(Written request)
Please render the records below as a numbered list of lines, leaving out any blank lines.
--
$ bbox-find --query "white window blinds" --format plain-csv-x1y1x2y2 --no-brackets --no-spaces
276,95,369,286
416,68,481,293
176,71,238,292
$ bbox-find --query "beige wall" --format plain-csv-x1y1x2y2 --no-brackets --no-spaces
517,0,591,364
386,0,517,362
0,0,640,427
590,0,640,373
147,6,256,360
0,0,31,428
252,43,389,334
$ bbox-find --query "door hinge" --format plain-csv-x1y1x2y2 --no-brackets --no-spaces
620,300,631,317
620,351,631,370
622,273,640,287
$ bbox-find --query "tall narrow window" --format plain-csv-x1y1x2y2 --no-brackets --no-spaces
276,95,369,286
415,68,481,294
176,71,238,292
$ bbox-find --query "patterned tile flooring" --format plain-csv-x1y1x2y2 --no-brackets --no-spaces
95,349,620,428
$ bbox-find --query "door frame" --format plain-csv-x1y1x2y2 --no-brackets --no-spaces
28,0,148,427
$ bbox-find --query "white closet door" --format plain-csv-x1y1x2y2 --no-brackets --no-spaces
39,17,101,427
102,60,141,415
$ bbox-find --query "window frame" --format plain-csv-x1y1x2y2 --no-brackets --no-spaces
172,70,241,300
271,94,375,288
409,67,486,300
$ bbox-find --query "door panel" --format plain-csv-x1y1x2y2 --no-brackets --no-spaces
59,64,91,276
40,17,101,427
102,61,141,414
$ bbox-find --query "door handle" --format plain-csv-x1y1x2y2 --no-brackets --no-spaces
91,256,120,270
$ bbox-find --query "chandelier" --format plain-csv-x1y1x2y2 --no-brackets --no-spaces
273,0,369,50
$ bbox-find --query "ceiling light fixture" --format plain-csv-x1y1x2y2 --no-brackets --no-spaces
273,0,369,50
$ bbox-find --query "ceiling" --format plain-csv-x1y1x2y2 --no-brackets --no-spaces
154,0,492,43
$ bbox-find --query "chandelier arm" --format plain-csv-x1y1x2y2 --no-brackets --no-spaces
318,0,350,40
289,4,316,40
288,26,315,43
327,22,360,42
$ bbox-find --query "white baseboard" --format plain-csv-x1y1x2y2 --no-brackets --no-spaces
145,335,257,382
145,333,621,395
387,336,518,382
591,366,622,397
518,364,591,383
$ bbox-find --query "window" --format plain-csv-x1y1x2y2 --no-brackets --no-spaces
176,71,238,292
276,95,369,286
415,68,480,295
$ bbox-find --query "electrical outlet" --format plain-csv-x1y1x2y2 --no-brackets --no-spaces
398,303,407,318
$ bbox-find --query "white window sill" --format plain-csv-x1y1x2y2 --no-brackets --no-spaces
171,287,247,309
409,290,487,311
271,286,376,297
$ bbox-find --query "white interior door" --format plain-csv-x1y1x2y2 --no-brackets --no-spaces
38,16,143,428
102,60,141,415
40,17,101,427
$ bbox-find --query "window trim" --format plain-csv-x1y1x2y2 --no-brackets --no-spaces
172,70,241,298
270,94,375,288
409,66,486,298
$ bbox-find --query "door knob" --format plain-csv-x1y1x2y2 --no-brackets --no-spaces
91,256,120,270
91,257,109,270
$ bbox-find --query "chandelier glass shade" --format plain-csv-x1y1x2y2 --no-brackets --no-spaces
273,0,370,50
--
(Exercise solution)
1. $ bbox-find --query "white window blinds" --format plain-csv-x1y1x2y2 --no-brackets --no-spaces
2. 276,95,369,286
3. 416,68,481,293
4. 176,71,238,292
5. $ bbox-find --query "beige wall" --format plain-csv-x1y1x2y2 --no-brackets --no-spaces
6. 517,0,591,364
7. 386,0,517,362
8. 0,0,640,427
9. 590,0,640,373
10. 147,6,256,360
11. 0,0,31,428
12. 252,43,389,334
13. $ bbox-find --query "door hinge" --format plain-csv-x1y1x2y2 --no-brackets --no-spaces
14. 620,300,631,317
15. 620,351,631,370
16. 622,273,640,287
17. $ bbox-find --query "tall narrow window" --format plain-csv-x1y1x2y2 --no-brackets --no-spaces
18. 276,95,369,286
19. 415,68,481,294
20. 176,71,238,292
21. $ bbox-find --query "patterned tile flooring" --format plain-csv-x1y1x2y2 --no-brackets --no-spaces
22. 95,349,620,428
23. $ bbox-find --query "door frame" --format plain-csv-x1y1x2y2 --no-brackets --no-spaces
24. 28,0,148,427
25. $ bbox-find --query "white closet door" --format plain-csv-x1y1x2y2 --no-brackets --no-spaces
26. 39,17,101,427
27. 102,60,141,415
28. $ bbox-find --query "window frame" --format plain-csv-x1y1x2y2 --no-brackets --no-spaces
29. 172,70,241,300
30. 271,94,375,288
31. 409,67,486,300
32. $ bbox-find --query "door panel" --format plain-csv-x1y1x2y2 --no-brackets --no-spaces
33. 59,64,91,276
34. 40,17,101,427
35. 102,61,141,414
36. $ bbox-find --query "door handle" --format plain-csv-x1y1x2y2 --no-brackets --no-spaces
37. 91,256,120,270
38. $ bbox-find --query "chandelier" --format plain-csv-x1y1x2y2 --no-brackets --no-spaces
39. 273,0,369,50
40. $ bbox-find --query "ceiling light fixture" --format plain-csv-x1y1x2y2 --no-brackets --no-spaces
41. 273,0,369,50
42. $ bbox-find --query "ceiling" --format plain-csv-x1y1x2y2 --no-brackets --no-spaces
43. 154,0,492,43
44. $ bbox-find --query "chandelier arm" --format plain-csv-x1y1x2y2 --no-brackets --no-spaces
45. 318,0,350,40
46. 289,4,316,40
47. 288,26,315,43
48. 327,22,360,42
49. $ bbox-find --query "white baseboard" --format plain-csv-x1y1x2y2 --no-brackets --no-spaces
50. 145,335,257,382
51. 145,333,621,395
52. 387,336,518,382
53. 591,366,622,397
54. 518,364,591,383
55. $ bbox-find --query "window" --format plain-csv-x1y1x2y2 --no-brackets --no-spaces
56. 176,71,238,292
57. 276,95,369,286
58. 415,68,480,295
59. $ bbox-find --query "electrical outlet" --format plain-csv-x1y1x2y2 --no-brackets --no-spaces
60. 398,303,407,318
61. $ bbox-find --query "white window sill" --format plain-csv-x1y1x2y2 --no-brackets --no-spaces
62. 171,287,247,309
63. 409,290,487,311
64. 271,286,376,297
65. $ bbox-find --query "white interior door" --format plain-csv-x1y1x2y2 --no-brackets --no-spaces
66. 38,16,143,428
67. 102,60,141,415
68. 40,17,101,427
69. $ bbox-find --query "window trim" --format plain-csv-x1y1x2y2 --no-brackets --no-spaces
70. 172,70,241,298
71. 270,94,375,288
72. 409,66,486,298
73. $ bbox-find --query "door knob" --format plain-csv-x1y1x2y2 --no-brackets --no-spaces
74. 91,256,120,270
75. 91,257,109,270
76. $ bbox-find --query "chandelier glass shade" --format plain-csv-x1y1x2y2 --no-brackets --no-spaces
77. 273,0,370,50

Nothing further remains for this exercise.